• _WRITTEN INSTRUCTION_
Rewrite everything from the start of the listing down to the line containing "x=539 y=281". Offset every x and y value in the answer points by 36 and copy all other lines unchanged.

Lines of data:
· · ·

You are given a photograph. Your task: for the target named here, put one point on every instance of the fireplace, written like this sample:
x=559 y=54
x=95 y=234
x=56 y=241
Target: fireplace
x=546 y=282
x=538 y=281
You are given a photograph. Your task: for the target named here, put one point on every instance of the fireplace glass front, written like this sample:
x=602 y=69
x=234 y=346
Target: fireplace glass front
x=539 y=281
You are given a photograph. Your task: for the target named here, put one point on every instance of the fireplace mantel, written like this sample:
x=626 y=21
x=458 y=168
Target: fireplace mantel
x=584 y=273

· · ·

• _ANSWER_
You are given a photograph. Your task: for the target named here, put one point on every instance of the fireplace, written like this sample:
x=559 y=54
x=95 y=234
x=56 y=241
Target: fireplace
x=582 y=318
x=574 y=317
You are given a photograph. Your task: for the target named here, put one point on every instance of the fireplace glass front, written like this sample:
x=602 y=69
x=234 y=346
Target: fireplace glass front
x=575 y=317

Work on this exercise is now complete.